Rewrite these lines with "free-form text" changed to "open-ended text" everywhere and everything else kept the same. Leave the pictures out of your answer.

■ Supplied material ■
........
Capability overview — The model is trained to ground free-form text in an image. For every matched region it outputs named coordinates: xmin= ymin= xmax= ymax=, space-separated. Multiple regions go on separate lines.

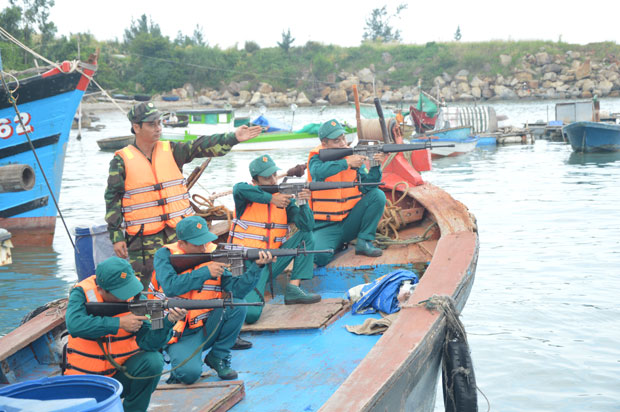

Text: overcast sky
xmin=46 ymin=0 xmax=620 ymax=48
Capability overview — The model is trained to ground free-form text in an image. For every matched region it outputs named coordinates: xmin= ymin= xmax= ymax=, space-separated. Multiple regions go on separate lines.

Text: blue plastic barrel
xmin=73 ymin=225 xmax=114 ymax=280
xmin=0 ymin=375 xmax=123 ymax=412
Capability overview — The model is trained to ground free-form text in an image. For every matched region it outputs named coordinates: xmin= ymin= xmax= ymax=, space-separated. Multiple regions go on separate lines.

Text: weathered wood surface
xmin=321 ymin=183 xmax=479 ymax=411
xmin=327 ymin=220 xmax=437 ymax=269
xmin=0 ymin=307 xmax=65 ymax=361
xmin=241 ymin=299 xmax=349 ymax=332
xmin=147 ymin=381 xmax=245 ymax=412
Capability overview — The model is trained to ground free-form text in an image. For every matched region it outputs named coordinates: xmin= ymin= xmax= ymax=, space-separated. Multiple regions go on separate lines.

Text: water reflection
xmin=0 ymin=247 xmax=72 ymax=335
xmin=566 ymin=152 xmax=620 ymax=167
........
■ Exercise response ■
Capability overview — The model is trained to ground open-ended text in an image. For every matched region it outputs named coordinates: xmin= ymin= xmax= ymax=, space-separated. Multiple regions go on separate lines.


Text: overcast sky
xmin=46 ymin=0 xmax=620 ymax=48
Capability overview — The model is trained to ground open-ended text in an image. For every matched region it outputs named coordinates: xmin= ymin= xmax= ymax=, space-separated. Multiple regions go on separate lines.

Text: blue plastic barrel
xmin=73 ymin=225 xmax=114 ymax=280
xmin=0 ymin=375 xmax=123 ymax=412
Capability overview — The model is trained to ground open-ended text in an image. For every matched region it outputs named coordinates: xmin= ymin= xmax= ymax=, space-separated. Multiple regions go on separate lines.

Text: weathered wood surface
xmin=321 ymin=183 xmax=479 ymax=411
xmin=327 ymin=220 xmax=437 ymax=269
xmin=0 ymin=307 xmax=65 ymax=361
xmin=241 ymin=299 xmax=349 ymax=332
xmin=147 ymin=381 xmax=245 ymax=412
Capability overview — The model is trained to ground open-ended text in an image. For every matched region it outputs named coordinates: xmin= ymin= xmax= ymax=, space-separated. Multiple regions go on separate lines.

Text: water reflection
xmin=0 ymin=247 xmax=72 ymax=335
xmin=566 ymin=152 xmax=620 ymax=167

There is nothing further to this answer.